Could you repeat every record exactly as it appears?

| DATASET RECORDS |
+--

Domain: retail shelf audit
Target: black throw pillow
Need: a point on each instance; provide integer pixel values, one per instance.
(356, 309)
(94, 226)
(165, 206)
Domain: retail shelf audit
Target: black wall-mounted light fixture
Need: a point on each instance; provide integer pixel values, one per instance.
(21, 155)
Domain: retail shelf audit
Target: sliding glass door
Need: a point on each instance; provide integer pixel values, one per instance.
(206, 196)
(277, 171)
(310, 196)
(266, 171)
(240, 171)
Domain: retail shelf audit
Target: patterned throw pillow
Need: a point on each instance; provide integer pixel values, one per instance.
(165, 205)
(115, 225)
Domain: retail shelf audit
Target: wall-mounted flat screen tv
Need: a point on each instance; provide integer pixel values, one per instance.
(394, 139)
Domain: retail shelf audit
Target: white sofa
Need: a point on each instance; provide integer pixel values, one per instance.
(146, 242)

+--

| YOUR RESPONSE |
Domain: retail shelf audit
Target: black throw pillow
Need: a point on each instance; provide integer pixel values, one per instance.
(356, 309)
(94, 226)
(165, 206)
Domain: retail shelf audit
Target: black wall-mounted light fixture
Need: a point on each instance; provide integer pixel values, one per instance.
(21, 155)
Domain: retail shelf audit
Target: sliding glass door
Need: a point on each instance; provide integer pixel values, one per instance.
(206, 196)
(277, 171)
(310, 196)
(266, 171)
(240, 171)
Domain: retail shelf audit
Target: patterned throw pillow
Need: a point on each instance; provide integer pixel values, one per instance.
(165, 205)
(115, 225)
Domain: retail shelf audit
Target: wall-mounted flat screen tv
Need: a point on each instance; provide integer pixel values, one per instance.
(394, 139)
Domain: retail shelf audit
Target: white sofa
Need: a point on each instance; provide integer pixel values, one per instance.
(146, 242)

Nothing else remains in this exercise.